··· SUPPLIED ENTRIES ···

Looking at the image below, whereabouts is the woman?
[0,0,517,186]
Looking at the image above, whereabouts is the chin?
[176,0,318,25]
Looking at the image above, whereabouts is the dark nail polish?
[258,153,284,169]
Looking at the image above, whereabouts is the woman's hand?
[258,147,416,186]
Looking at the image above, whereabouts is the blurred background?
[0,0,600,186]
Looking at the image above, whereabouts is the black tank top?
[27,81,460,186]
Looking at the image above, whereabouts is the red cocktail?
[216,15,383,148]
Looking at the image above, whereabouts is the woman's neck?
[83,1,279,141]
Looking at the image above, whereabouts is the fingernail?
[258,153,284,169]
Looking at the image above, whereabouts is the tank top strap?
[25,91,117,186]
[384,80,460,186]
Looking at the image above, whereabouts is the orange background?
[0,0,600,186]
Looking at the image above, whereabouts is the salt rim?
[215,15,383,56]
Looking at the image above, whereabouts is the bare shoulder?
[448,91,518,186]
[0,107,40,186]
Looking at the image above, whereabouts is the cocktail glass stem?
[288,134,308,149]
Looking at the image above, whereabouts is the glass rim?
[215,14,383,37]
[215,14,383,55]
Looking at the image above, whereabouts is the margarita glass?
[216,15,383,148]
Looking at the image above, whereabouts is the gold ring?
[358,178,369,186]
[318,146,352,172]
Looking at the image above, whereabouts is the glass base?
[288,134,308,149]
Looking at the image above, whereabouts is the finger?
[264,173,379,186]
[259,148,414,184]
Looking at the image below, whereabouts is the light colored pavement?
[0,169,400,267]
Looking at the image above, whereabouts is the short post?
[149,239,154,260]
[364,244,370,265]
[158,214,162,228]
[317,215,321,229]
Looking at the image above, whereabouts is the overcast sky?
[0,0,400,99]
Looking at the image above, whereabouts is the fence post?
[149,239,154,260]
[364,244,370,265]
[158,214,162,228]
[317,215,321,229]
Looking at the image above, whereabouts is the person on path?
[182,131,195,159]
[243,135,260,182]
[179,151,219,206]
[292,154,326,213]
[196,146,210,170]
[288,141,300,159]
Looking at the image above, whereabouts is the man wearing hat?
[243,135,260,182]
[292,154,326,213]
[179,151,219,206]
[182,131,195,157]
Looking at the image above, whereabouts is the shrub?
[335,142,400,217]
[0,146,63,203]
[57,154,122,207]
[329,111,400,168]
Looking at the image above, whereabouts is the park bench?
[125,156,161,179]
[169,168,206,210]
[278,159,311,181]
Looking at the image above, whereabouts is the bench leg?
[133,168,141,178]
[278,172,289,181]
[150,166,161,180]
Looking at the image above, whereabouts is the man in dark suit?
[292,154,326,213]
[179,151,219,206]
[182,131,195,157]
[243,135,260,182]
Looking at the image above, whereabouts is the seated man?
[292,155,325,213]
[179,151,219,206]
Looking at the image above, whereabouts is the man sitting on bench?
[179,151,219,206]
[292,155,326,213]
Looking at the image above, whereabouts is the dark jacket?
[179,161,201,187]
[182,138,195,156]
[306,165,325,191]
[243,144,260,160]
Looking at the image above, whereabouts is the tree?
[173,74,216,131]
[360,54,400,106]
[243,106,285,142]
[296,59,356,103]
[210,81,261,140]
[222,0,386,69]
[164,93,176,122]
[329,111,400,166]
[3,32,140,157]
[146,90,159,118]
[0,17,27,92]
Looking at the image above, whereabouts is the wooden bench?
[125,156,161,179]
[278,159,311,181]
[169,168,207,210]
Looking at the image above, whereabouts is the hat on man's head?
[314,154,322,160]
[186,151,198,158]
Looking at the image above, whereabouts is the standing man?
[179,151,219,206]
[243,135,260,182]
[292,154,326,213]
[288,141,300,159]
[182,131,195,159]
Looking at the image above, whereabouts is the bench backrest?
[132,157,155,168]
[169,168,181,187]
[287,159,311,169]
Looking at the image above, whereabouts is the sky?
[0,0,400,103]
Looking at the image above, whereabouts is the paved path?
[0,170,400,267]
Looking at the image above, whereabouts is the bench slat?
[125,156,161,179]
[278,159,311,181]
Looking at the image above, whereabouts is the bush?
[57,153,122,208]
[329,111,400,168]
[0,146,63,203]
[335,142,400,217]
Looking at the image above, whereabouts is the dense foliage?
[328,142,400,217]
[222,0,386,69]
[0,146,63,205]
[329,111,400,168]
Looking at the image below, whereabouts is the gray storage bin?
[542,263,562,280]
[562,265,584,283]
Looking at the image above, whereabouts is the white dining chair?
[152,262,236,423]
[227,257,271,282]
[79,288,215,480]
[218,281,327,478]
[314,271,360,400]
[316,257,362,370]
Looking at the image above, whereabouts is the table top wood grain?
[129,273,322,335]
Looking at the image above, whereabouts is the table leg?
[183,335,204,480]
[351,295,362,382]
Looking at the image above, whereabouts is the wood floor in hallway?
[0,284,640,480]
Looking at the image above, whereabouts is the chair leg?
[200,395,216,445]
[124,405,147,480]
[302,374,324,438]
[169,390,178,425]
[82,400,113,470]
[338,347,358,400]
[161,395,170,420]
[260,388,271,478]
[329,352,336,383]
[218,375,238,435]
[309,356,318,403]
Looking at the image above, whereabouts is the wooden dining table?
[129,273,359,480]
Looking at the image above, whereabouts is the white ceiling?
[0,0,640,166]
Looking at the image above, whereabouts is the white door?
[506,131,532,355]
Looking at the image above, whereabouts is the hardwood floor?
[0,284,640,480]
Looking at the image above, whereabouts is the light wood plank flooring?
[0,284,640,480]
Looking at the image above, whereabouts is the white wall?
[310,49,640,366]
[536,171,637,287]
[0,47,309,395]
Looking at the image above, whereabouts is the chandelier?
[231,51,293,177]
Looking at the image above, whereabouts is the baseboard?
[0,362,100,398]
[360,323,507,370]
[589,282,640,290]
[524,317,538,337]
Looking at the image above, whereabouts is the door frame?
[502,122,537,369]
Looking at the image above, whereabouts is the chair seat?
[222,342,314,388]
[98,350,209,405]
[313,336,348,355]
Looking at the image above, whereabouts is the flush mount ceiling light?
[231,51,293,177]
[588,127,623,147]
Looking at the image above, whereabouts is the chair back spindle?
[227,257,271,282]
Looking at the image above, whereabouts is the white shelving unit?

···

▶ THE TASK: Copy every item above word for word, leaving nothing out and changing nothing.

▶ OUTPUT FOR THIS EXERCISE:
Looking at the image below, whereabouts is the woman?
[0,0,517,186]
Looking at the image above, whereabouts is the chin?
[176,0,318,25]
Looking at the image above, whereabouts is the dark nail polish?
[258,153,284,169]
Looking at the image above, whereabouts is the woman's hand?
[258,147,416,186]
Looking at the image above, whereabouts is the blurred background?
[0,0,600,186]
Looking at the image above, whereabouts is the black tank top?
[27,81,460,186]
Looking at the image above, whereabouts is the red cocktail?
[216,15,383,148]
Looking at the image above, whereabouts is the woman's neck?
[83,1,279,141]
Looking at the image above, whereabouts is the fingernail?
[258,153,284,169]
Looking at the image above, whereabouts is the tank top strap?
[25,91,117,186]
[384,80,460,186]
Looking at the image above, whereabouts is the orange background?
[0,0,600,186]
Looking at the image above, whereabouts is the salt rim?
[215,15,383,56]
Looking at the image above, whereabouts is the bare shoulder?
[448,91,518,186]
[0,107,40,186]
Looking at the image above, whereabouts is the cocktail glass stem?
[288,134,308,149]
Looking at the image above, whereabouts is the glass rim?
[215,14,383,37]
[215,14,383,55]
Looking at the image above, whereabouts is the margarita glass?
[216,15,383,148]
Looking at the image above, whereabouts is the gold ring?
[358,178,369,186]
[318,146,352,172]
Looking at the image above, whereabouts is the glass base?
[288,134,308,149]
Looking at the image above, whereabouts is the finger?
[264,173,379,186]
[259,148,414,184]
Looking at the image below, whereabouts is the light colored pavement?
[0,169,400,267]
Looking at the image above, whereabouts is the short post?
[149,239,154,260]
[364,244,370,265]
[158,214,162,228]
[317,215,321,229]
Looking at the image above, whereabouts is the overcast sky?
[0,0,400,99]
Looking at the image above, whereabouts is the fence post?
[149,239,154,260]
[364,244,370,265]
[158,214,162,228]
[317,215,321,229]
Looking at the image above, whereabouts is the person on path?
[182,131,195,159]
[243,135,260,182]
[179,151,219,206]
[292,154,326,213]
[196,146,210,170]
[288,141,300,159]
Looking at the image above, whereabouts is the man wearing hat?
[243,135,260,182]
[292,154,326,213]
[179,151,219,206]
[182,131,195,157]
Looking at the image above, whereabouts is the shrub?
[335,142,400,217]
[0,146,63,203]
[57,154,122,207]
[329,111,400,168]
Looking at the image above, whereabouts is the park bench?
[125,156,161,179]
[169,168,206,210]
[278,159,311,181]
Looking at the image above, whereabouts is the bench leg?
[133,168,141,178]
[278,172,289,181]
[150,166,161,180]
Looking at the image above, whereabouts is the man in dark suit?
[292,154,326,213]
[179,151,219,206]
[182,131,195,157]
[243,135,260,182]
Looking at the image above, whereabouts is the seated man?
[292,155,325,213]
[179,151,219,206]
Looking at the image above, whereabouts is the man sitting on bench?
[179,151,219,206]
[292,155,326,213]
Looking at the image above, whereabouts is the dark jacket?
[179,161,201,187]
[182,138,195,156]
[306,165,325,191]
[243,144,260,160]
Looking at the image above, whereabouts is the tree?
[173,74,216,131]
[360,54,400,106]
[243,106,285,142]
[296,59,356,103]
[210,81,261,140]
[222,0,386,69]
[164,93,176,122]
[329,111,400,166]
[3,32,140,157]
[146,90,159,118]
[0,17,27,92]
Looking at the image above, whereabouts is the wooden bench?
[125,156,161,179]
[278,159,311,181]
[169,168,207,210]
Looking at the image above, whereabouts is the hat on man's head?
[314,154,322,160]
[186,151,198,158]
Looking at the image above, whereabouts is the standing man?
[179,151,219,206]
[243,135,260,182]
[292,154,326,213]
[288,141,300,159]
[182,131,195,159]
Looking at the image above, whereabouts is the bench backrest?
[132,157,155,168]
[169,168,181,187]
[287,159,311,169]
Looking at the image above, whereabouts is the sky?
[0,0,400,103]
Looking at the image above, whereabouts is the paved path?
[0,170,400,267]
Looking at the image above, whereabouts is the bench slat?
[125,156,161,179]
[278,159,311,181]
Looking at the image above, whereabouts is the bush?
[57,153,122,208]
[329,111,400,168]
[0,146,63,203]
[335,142,400,217]
Looking at the image above, whereabouts is the dense foliage?
[328,142,400,217]
[222,0,386,69]
[0,146,63,205]
[329,111,400,168]
Looking at the image below, whereabouts is the gray storage bin?
[542,263,562,280]
[562,265,584,283]
Looking at the image above, whereabouts is the white dining chair?
[152,262,236,423]
[227,257,271,282]
[79,288,215,480]
[218,281,327,478]
[314,271,360,400]
[316,257,362,370]
Looking at the image above, whereabouts is the table top wood grain?
[129,273,322,335]
Looking at the image above, whereabouts is the table leg?
[183,335,204,480]
[351,295,362,382]
Looking at the image above, whereabouts is the wood floor in hallway?
[0,284,640,480]
Looking at the image above, whereabouts is the chair leg?
[200,395,216,445]
[124,405,147,480]
[302,374,324,438]
[169,390,178,425]
[82,400,113,470]
[338,347,358,400]
[161,395,170,420]
[260,388,271,478]
[329,352,336,383]
[218,375,238,435]
[309,356,318,403]
Looking at the image above, whereabouts is the wooden dining table?
[129,273,359,480]
Looking at the image above, whereabouts is the white ceiling?
[0,0,640,166]
Looking at the image above, whereabouts is the white door?
[506,131,532,355]
Looking at the image above, whereabouts is the hardwood floor?
[0,284,640,480]
Looking at the image above, whereabouts is the light wood plank flooring?
[0,284,640,480]
Looking at the image above, whereabouts is the white wall?
[310,49,640,366]
[536,171,637,287]
[0,47,309,395]
Looking at the image above, whereabouts is the chandelier?
[231,51,293,177]
Looking at the image above, whereabouts is the baseboard?
[0,362,100,398]
[360,323,507,370]
[589,282,640,290]
[524,317,538,337]
Looking at the image above, whereabouts is the door frame?
[502,122,537,369]
Looking at the image above, whereabouts is the chair seat?
[222,342,314,388]
[98,350,209,405]
[313,336,348,355]
Looking at the image above, whereabouts is the flush mount ceiling light?
[231,51,293,177]
[588,127,623,147]
Looking at the image above, whereabouts is the chair back spindle?
[227,257,271,282]
Looking at the image above, whereabouts is the white shelving unit?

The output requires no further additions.